(Rows from a pointing dataset)
====================

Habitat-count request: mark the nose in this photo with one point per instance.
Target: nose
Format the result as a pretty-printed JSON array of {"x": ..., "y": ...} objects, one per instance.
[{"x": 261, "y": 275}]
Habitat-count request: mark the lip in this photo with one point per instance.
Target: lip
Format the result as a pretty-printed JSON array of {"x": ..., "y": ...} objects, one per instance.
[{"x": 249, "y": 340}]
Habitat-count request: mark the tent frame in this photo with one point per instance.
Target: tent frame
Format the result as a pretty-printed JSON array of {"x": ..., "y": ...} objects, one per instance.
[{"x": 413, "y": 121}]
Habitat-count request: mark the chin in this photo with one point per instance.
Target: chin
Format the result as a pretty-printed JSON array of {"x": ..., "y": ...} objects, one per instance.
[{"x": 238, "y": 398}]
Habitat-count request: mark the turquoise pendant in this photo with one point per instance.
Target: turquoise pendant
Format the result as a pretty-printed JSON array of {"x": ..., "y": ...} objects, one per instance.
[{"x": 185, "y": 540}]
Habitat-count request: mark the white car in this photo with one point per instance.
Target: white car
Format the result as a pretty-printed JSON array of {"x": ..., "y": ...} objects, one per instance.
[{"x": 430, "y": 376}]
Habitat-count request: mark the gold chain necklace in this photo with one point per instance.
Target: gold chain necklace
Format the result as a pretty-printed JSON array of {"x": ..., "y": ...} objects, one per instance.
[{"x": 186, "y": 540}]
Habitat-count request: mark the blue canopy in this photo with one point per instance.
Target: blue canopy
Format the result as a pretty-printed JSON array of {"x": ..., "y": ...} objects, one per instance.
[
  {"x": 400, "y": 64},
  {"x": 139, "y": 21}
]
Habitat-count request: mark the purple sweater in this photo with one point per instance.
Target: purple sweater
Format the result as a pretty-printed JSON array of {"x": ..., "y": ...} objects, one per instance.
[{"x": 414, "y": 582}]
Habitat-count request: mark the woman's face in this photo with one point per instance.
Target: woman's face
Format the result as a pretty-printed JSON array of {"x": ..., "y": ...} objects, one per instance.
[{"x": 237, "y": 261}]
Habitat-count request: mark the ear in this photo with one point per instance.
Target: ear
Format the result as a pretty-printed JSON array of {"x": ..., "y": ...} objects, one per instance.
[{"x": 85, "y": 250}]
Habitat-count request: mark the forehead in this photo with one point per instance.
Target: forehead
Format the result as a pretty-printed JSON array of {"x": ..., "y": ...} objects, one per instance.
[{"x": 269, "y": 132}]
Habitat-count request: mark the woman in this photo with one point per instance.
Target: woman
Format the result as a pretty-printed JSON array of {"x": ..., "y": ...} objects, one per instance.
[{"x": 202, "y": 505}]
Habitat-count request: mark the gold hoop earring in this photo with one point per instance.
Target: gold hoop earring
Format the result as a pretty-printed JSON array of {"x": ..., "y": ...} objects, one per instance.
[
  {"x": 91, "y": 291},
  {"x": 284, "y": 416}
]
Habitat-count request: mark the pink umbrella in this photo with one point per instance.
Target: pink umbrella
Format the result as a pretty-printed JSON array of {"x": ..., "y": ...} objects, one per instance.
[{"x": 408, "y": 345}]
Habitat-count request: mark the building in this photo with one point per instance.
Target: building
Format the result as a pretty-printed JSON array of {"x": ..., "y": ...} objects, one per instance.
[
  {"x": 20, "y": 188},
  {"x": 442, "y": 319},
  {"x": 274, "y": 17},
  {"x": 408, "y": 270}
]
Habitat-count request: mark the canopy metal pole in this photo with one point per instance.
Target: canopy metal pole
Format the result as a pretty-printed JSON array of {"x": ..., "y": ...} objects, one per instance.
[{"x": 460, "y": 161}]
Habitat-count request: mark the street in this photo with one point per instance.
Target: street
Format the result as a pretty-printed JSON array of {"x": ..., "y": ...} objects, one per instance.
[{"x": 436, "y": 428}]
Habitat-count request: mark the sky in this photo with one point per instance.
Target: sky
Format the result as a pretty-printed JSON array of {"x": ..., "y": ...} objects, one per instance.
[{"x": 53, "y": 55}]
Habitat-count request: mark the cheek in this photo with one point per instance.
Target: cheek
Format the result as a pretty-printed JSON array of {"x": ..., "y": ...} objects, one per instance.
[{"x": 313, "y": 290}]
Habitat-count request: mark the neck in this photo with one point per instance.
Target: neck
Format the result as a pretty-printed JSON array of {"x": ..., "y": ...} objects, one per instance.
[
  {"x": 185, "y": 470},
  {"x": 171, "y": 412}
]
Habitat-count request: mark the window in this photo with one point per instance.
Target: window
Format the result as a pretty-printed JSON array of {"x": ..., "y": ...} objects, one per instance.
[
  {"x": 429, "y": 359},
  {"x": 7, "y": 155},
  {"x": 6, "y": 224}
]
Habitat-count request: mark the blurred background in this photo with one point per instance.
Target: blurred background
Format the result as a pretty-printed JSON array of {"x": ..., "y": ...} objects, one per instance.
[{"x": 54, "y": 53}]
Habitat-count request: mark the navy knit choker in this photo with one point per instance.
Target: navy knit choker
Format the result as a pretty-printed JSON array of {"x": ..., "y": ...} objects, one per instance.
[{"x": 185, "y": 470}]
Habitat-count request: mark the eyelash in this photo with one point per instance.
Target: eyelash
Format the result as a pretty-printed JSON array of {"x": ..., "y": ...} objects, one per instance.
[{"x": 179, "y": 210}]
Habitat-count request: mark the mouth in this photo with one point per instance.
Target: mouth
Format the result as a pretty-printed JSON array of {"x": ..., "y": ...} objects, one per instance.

====================

Do this >> Reproduce all the items above, substituting "Point-count request" for every occurrence of "Habitat-count request" and leaving everything else as it is.

Correct output >>
Point-count request: mark the nose in this photo with one point per instance.
Target: nose
Format the result as a pretty-printed JSON array of {"x": ..., "y": ...} objects, one per instance.
[{"x": 261, "y": 275}]
Point-count request: mark the lip in this photo with one point per instance.
Target: lip
Format the result as a pretty-printed JSON array of {"x": ..., "y": ...} objects, one per instance.
[{"x": 249, "y": 340}]
Point-count request: mark the tent frame in this photo with one point per instance.
Target: tent frame
Format the result as a pretty-printed JSON array of {"x": ..., "y": ...} objects, one per instance.
[{"x": 413, "y": 121}]
Point-count request: mark the chin in this photo with one point per instance.
Target: chin
Format the result as a pretty-printed JSON array of {"x": ..., "y": ...} objects, one per instance.
[{"x": 238, "y": 398}]
Point-count request: mark the turquoise pendant in this photo with one point per instance.
Target: turquoise pendant
Format the result as a pretty-printed JSON array of {"x": ..., "y": ...} objects, one per instance.
[{"x": 185, "y": 540}]
Point-count request: mark the white car in this photo with one point per instance.
Target: white car
Format the result as a pretty-printed JSON array of {"x": ..., "y": ...} objects, one per instance.
[{"x": 430, "y": 376}]
Point-count request: mark the gold chain necklace in this photo with one point per instance.
Target: gold chain necklace
Format the result as a pretty-printed JSON array of {"x": ..., "y": ...} objects, one per instance.
[{"x": 186, "y": 540}]
Point-count request: mark the blue canopy in this photo with one point per instance.
Target: blue canopy
Format the result as a pretty-printed JSON array of {"x": ..., "y": ...} objects, one per instance.
[
  {"x": 400, "y": 64},
  {"x": 139, "y": 21}
]
Point-count request: mark the purple sweater in this photo with one point per instance.
Target: purple sweater
Format the result as a pretty-printed JSON array of {"x": ..., "y": ...} objects, one per instance.
[{"x": 414, "y": 582}]
Point-count request: mark the woman's face in this photo with one point per instance.
Target: woman's face
Format the result as a pretty-printed JSON array of {"x": ..., "y": ...} objects, one per instance.
[{"x": 237, "y": 261}]
Point-count request: mark the ear in this photo with one point per instance.
Target: ear
Format the result as a pretty-printed JSON array of {"x": ..., "y": ...} objects, one per instance.
[{"x": 85, "y": 250}]
Point-count request: mark the forehead in this photo with one point per instance.
Target: forehead
Format the result as a pretty-printed JSON array of {"x": ..., "y": ...} objects, one per instance.
[{"x": 269, "y": 132}]
Point-count request: mark the woman in this photo with one point per instance.
Target: woman
Format the result as a pretty-printed JSON array of {"x": ..., "y": ...} objects, one per instance.
[{"x": 202, "y": 505}]
Point-count request: mark the gold hoop earring in this photo with one point per instance.
Target: gold hoop earring
Format the result as a pretty-printed JSON array of {"x": ..., "y": ...} objects, one per instance.
[
  {"x": 91, "y": 291},
  {"x": 284, "y": 416}
]
Point-count request: mark the pink umbrella in this photo with one point per instance.
Target: pink umbrella
Format the result as a pretty-printed JSON array of {"x": ..., "y": ...} objects, one per instance.
[{"x": 408, "y": 345}]
Point-count request: mark the building in this photo with one point per instance.
Target: building
Format the result as a pretty-printed JSON array of {"x": ..., "y": ...} objects, one per instance.
[
  {"x": 20, "y": 188},
  {"x": 442, "y": 319},
  {"x": 274, "y": 17},
  {"x": 408, "y": 270}
]
Point-count request: mark the canopy metal pole in this photo with one point per instance.
Target: canopy metal pole
Format the result as a pretty-printed JSON array of {"x": ..., "y": ...} objects, one per instance.
[{"x": 460, "y": 161}]
Point-count request: mark the street in this photo with one point per instance.
Target: street
Format the result as a pretty-printed JSON array of {"x": ..., "y": ...} objects, one per instance.
[{"x": 436, "y": 428}]
Point-count request: mark the sky in this photo with one point per instance.
Target: sky
Format the result as a pretty-printed JSON array of {"x": ..., "y": ...} objects, one per instance.
[{"x": 53, "y": 55}]
Point-count request: mark the cheek in this photo with one point per instance.
Target: cheek
Format the result as a pretty-printed JSON array of {"x": ..., "y": ...} objects, one per instance.
[{"x": 313, "y": 290}]
Point-count request: mark the neck in this photo with one point per instance.
Target: neck
Format the result as a pretty-printed JSON array of {"x": ..., "y": ...} objects, one per instance.
[
  {"x": 185, "y": 470},
  {"x": 171, "y": 412}
]
Point-count request: mark the window in this photo with one point per instance.
Target: window
Format the result as a pretty-printed JSON array of {"x": ..., "y": ...} objects, one per instance.
[
  {"x": 429, "y": 359},
  {"x": 7, "y": 155},
  {"x": 6, "y": 224}
]
Point-count request: mark the blurred background in this photo with one point per instance.
Target: blurred background
Format the result as a pretty-printed JSON array of {"x": ..., "y": ...} objects, one per instance.
[{"x": 54, "y": 53}]
Point-count request: mark the navy knit choker in this photo with one point per instance.
Target: navy knit choker
Format the result as a pretty-printed JSON array of {"x": ..., "y": ...} objects, one per instance.
[{"x": 185, "y": 470}]
Point-count request: mark the eyelash in this photo with one point per instance.
Target: eyelash
Format the result as a pretty-printed JSON array of {"x": ..., "y": ...} objects, one per instance.
[{"x": 179, "y": 210}]
Point-count request: mark the mouth in this photo with one point per instance.
Target: mouth
Format the result as a pretty-printed JSON array of {"x": ..., "y": ...} objects, one per instance.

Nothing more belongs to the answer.